TASK INSTRUCTIONS: Copy the data below line for line, without any change.

RECORDED INFORMATION:
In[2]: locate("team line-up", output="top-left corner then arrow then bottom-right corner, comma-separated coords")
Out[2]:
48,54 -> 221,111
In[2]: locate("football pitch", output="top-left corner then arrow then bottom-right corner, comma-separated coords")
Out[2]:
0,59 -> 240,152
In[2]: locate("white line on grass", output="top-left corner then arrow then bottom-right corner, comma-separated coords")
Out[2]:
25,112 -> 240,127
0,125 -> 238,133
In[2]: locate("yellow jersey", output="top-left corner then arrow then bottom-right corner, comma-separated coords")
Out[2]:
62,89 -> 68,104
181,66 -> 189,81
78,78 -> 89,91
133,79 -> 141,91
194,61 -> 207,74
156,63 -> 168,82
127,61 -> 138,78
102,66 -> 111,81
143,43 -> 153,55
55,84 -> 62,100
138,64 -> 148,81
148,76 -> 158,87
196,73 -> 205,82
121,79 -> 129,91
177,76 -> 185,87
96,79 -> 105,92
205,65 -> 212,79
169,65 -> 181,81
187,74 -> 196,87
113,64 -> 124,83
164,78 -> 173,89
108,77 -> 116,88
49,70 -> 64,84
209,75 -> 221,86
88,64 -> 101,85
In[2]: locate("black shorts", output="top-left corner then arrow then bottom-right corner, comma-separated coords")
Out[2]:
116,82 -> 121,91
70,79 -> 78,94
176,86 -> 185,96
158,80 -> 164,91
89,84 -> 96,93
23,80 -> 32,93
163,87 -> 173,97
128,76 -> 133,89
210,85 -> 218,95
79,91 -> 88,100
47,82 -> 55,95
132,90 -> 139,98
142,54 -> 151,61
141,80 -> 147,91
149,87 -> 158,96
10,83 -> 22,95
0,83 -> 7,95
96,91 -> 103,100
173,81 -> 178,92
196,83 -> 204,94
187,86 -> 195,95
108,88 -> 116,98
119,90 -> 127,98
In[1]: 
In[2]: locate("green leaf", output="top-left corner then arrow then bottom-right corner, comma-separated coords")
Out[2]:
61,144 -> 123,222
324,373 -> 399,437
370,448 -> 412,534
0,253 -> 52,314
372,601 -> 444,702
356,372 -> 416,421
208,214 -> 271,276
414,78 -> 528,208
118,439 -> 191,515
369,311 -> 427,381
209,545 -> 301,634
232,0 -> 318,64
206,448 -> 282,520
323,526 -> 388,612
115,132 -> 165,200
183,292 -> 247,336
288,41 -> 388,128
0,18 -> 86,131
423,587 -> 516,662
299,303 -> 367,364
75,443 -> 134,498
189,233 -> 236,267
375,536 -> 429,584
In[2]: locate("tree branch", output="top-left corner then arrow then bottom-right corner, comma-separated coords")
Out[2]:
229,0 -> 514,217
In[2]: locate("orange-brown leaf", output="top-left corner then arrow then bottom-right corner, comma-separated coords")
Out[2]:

THE SOLUTION:
In[2]: locate("team line-up", output="top-left corner then arrow then bottom-right corner, comma-separated coords")
Out[2]:
48,54 -> 221,111
In[2]: locate("football pitch", output="top-left corner then arrow then bottom-right corner, comma-separated coords")
Out[2]:
0,59 -> 240,152
In[2]: locate("white line on grass", output="top-left corner then arrow then bottom-right corner, comma-separated coords")
Out[2]:
25,112 -> 240,127
0,125 -> 238,133
In[2]: locate("yellow jersey", output="top-left corner then arrow then bottom-right corner, comma-separated coords")
Out[2]:
62,89 -> 68,104
181,66 -> 189,81
78,78 -> 89,91
133,79 -> 141,91
194,61 -> 207,74
156,63 -> 168,82
127,61 -> 138,78
102,66 -> 111,81
143,43 -> 153,55
55,84 -> 62,100
138,64 -> 148,81
148,76 -> 158,87
196,73 -> 205,82
121,79 -> 129,91
177,76 -> 185,87
96,79 -> 105,92
205,65 -> 212,79
169,65 -> 181,81
187,74 -> 196,87
113,64 -> 124,83
164,78 -> 173,89
108,77 -> 116,88
49,70 -> 64,84
209,75 -> 221,86
88,64 -> 101,85
In[2]: locate("black shorts", output="top-left corner then arrow then bottom-right corner, comma-separated coords")
Out[2]:
116,82 -> 121,91
70,79 -> 78,94
176,86 -> 185,96
158,80 -> 164,91
89,84 -> 96,93
23,80 -> 32,93
163,87 -> 173,97
128,76 -> 133,89
210,85 -> 218,95
79,91 -> 88,100
47,82 -> 55,95
132,90 -> 139,98
142,54 -> 151,61
141,80 -> 147,91
149,87 -> 158,96
10,83 -> 22,95
0,83 -> 7,95
96,91 -> 103,100
173,81 -> 178,92
196,83 -> 204,94
187,86 -> 195,95
108,88 -> 116,98
119,90 -> 127,98
In[1]: 
In[2]: locate("green leaf", output="top-left corner then arrow then bottom-right corner, comma-separated coords")
Out[2]:
61,144 -> 123,222
324,373 -> 399,437
370,448 -> 412,534
0,253 -> 52,314
372,601 -> 444,702
356,372 -> 416,421
208,214 -> 271,276
414,78 -> 528,208
118,439 -> 191,515
369,311 -> 427,381
209,545 -> 301,634
232,0 -> 318,64
206,448 -> 282,520
323,526 -> 388,612
115,132 -> 165,200
183,292 -> 247,336
288,41 -> 388,128
0,18 -> 86,131
423,587 -> 516,662
299,303 -> 367,364
75,443 -> 134,498
189,233 -> 236,267
375,536 -> 429,584
In[2]: locate("tree branch", output="top-left corner then arrow then bottom-right corner, comma-separated coords")
Out[2]:
229,0 -> 514,217
In[2]: locate("orange-brown leaf", output="top-left corner then arrow then bottom-right corner, comma-separated coords")
Out[2]:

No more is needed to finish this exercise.